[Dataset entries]
——————

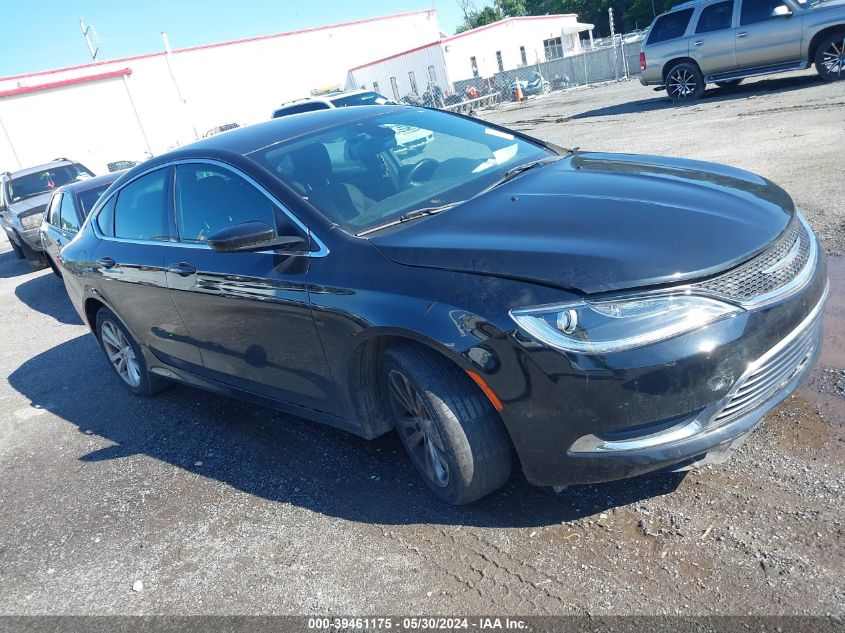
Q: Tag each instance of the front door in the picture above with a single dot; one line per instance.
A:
(765, 38)
(247, 312)
(714, 41)
(136, 227)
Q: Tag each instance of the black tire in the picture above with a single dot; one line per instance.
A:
(684, 82)
(830, 57)
(476, 449)
(147, 383)
(728, 85)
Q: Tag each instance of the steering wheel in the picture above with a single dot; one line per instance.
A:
(423, 169)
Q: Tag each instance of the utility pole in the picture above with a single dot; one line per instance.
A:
(92, 40)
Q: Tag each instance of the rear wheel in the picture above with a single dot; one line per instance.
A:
(452, 433)
(830, 57)
(125, 355)
(684, 82)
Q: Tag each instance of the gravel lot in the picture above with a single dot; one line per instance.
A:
(216, 506)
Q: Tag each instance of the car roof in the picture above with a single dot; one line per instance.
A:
(247, 139)
(91, 183)
(32, 170)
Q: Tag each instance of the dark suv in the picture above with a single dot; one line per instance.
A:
(725, 41)
(24, 195)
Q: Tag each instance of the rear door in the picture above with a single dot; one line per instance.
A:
(248, 313)
(764, 39)
(714, 39)
(135, 228)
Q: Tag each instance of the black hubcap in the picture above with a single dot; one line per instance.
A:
(415, 424)
(681, 84)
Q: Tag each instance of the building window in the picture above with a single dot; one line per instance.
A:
(553, 48)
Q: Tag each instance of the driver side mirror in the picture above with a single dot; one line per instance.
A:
(251, 236)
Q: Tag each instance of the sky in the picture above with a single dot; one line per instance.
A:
(45, 34)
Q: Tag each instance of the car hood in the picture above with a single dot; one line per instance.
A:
(602, 222)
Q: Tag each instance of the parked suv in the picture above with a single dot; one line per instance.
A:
(24, 196)
(725, 41)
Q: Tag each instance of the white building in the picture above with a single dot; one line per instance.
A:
(502, 46)
(127, 108)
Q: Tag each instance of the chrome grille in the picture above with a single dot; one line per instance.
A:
(769, 271)
(769, 374)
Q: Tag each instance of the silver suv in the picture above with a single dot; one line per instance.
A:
(24, 195)
(724, 41)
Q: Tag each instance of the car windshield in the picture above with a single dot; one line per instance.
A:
(44, 181)
(369, 172)
(361, 98)
(89, 197)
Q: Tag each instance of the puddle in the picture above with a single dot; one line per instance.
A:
(825, 389)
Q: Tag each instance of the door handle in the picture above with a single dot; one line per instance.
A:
(183, 269)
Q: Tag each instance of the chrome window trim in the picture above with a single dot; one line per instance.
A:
(322, 250)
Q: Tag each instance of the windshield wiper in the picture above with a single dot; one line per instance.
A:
(519, 169)
(416, 214)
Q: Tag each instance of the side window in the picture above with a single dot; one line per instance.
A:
(105, 218)
(210, 198)
(716, 17)
(670, 26)
(757, 10)
(53, 211)
(141, 209)
(68, 214)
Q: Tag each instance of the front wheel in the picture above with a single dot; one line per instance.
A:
(125, 355)
(684, 82)
(830, 57)
(450, 430)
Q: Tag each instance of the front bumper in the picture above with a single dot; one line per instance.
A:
(580, 419)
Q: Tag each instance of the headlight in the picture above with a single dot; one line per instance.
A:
(602, 327)
(32, 221)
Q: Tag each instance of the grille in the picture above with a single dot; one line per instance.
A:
(768, 272)
(769, 374)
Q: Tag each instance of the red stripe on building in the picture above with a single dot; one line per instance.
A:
(389, 57)
(258, 38)
(66, 82)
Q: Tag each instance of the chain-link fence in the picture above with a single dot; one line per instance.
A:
(619, 60)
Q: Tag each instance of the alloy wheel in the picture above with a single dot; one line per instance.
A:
(418, 428)
(121, 354)
(682, 84)
(833, 58)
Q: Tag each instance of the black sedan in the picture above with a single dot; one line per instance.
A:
(495, 299)
(66, 212)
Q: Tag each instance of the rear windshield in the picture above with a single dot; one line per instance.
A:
(88, 198)
(670, 26)
(35, 184)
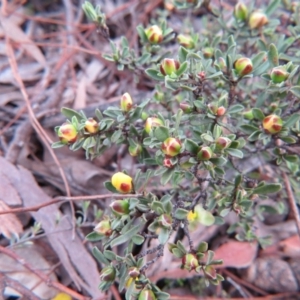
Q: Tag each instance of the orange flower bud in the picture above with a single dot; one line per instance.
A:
(169, 66)
(185, 41)
(205, 153)
(257, 19)
(190, 262)
(240, 12)
(108, 274)
(126, 102)
(154, 34)
(151, 123)
(91, 125)
(243, 66)
(122, 183)
(146, 294)
(103, 228)
(171, 146)
(272, 124)
(279, 74)
(221, 111)
(67, 133)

——————

WHAT THE TASK REQUIRES — What you give back must match the entries exactly, apart from the omitted pictures.

EXERCISE ANSWER —
Q: Tag each instance of the front door in the picture above with a single dot; one line per instance.
A:
(765, 38)
(247, 312)
(714, 41)
(136, 227)
Q: Tag each instance of the black tire in the picture above with a single dot; one line per instance.
A:
(684, 82)
(830, 57)
(476, 449)
(147, 383)
(728, 85)
Q: Tag each instance of the steering wheel in the picture above with a single dot; one line per instance.
A:
(423, 169)
Q: Tag each instance of the utility pole in the picture above with a single dot; one line per instance.
A:
(92, 40)
Q: Tag each instance of the rear wheel in the picture above with a single dot; one line per instance.
A:
(452, 433)
(830, 57)
(125, 355)
(684, 82)
Q: Tag each instance of the gravel lot in the picture above with a single dot; one line per instance.
A:
(216, 506)
Q: Tag each instance of the car roof in the picture above with a single dot; one line per instance.
A:
(247, 139)
(91, 183)
(32, 170)
Q: Tag each instance of the dark suv in the picture above with a single dot; one line per instance.
A:
(725, 41)
(24, 195)
Q: Tag each instance of the rear door in the picture above with a single dot; one line per instance.
A:
(248, 313)
(764, 39)
(714, 39)
(135, 228)
Q: Tag each instance of the black hubcap in the picture above with a single dot; one line per instance.
A:
(415, 424)
(681, 84)
Q: Tag each instance of the building window in the picture above with a single dot; one line per instance.
A:
(553, 48)
Q: Tag each instance of the driver side mirror in the picture above with a single dot; one line per instance.
A:
(251, 236)
Q: Tag each instance of the sky in the picture above with a single dot; one line per instance.
A:
(45, 34)
Q: Tag each instance of the car hood in the picture above with a single dot; one line per instance.
A:
(602, 222)
Q: Tag each instance of the parked suv in the picture above with a single dot; one line per instance.
A:
(24, 196)
(725, 41)
Q: Tag each instance of the white building in the picture above with a single dot; one line per instance.
A:
(502, 46)
(127, 108)
Q: Tag each instance of the chrome grille in the picture above with a single dot; one line per instance.
A:
(769, 271)
(769, 374)
Q: Tag each instance of the silver suv in the picture above with a single dot; one line per instance.
A:
(24, 195)
(724, 41)
Q: Tag each instance of the car windshield in the picture above with a single dot; one line per instance.
A:
(44, 181)
(369, 172)
(361, 98)
(89, 197)
Q: Tag each instance of the puddle in the picture above with a single dot; one line per instance.
A:
(825, 389)
Q: Tag each instance of the door handle in the picture above with a single dot; one line per instance.
A:
(183, 269)
Q: Tag each instance of the chrome window trim in the picture above with a single dot; one line per instance.
A:
(322, 250)
Q: Tag each instance of the windshield wiper in the picture above with a single dot; one line per instance.
A:
(519, 169)
(416, 214)
Q: Tag each instance of the side window in the picture above with a single dot; one line per instance.
A:
(105, 218)
(210, 198)
(716, 17)
(670, 26)
(757, 10)
(53, 211)
(141, 209)
(68, 214)
Q: Tag each instance of the front wheel in the picture above with a single dot; one line per instance.
A:
(125, 355)
(684, 82)
(830, 57)
(450, 430)
Q: Tag each instance of the front bumper in the picture above with a single dot; one line per instance.
A:
(580, 419)
Q: Tag each instance of the headlight in the picture above with a single dot; one line per instance.
A:
(602, 327)
(32, 221)
Q: Tag each instance of the grille in the picture above with a single dot; one line per instance.
A:
(768, 272)
(769, 374)
Q: Tag each instance of the red stripe on building in the picture above with a single dot; one line per instance.
A:
(389, 57)
(258, 38)
(66, 82)
Q: Tag each instance of the chain-link fence in the picture above with a single dot; one line per instance.
A:
(619, 60)
Q: Tag each instance of the alloy wheel in the picture above with a single dot; one line per instance.
A:
(418, 428)
(121, 354)
(682, 84)
(833, 58)
Q: Tag each instance of the black sedan in the picture above with a single dot; one line per instance.
A:
(495, 299)
(66, 212)
Q: Tag each instance of the rear windshield in the picture above with a single dot; one line per instance.
A:
(88, 198)
(670, 26)
(35, 184)
Q: Tag each instance of the orange flower bud in the picture above with a single dot; one line per instance.
A:
(169, 66)
(185, 41)
(205, 153)
(257, 19)
(190, 262)
(240, 12)
(108, 274)
(126, 102)
(154, 34)
(151, 123)
(91, 125)
(243, 66)
(122, 183)
(146, 294)
(103, 228)
(171, 146)
(272, 124)
(279, 74)
(221, 111)
(67, 133)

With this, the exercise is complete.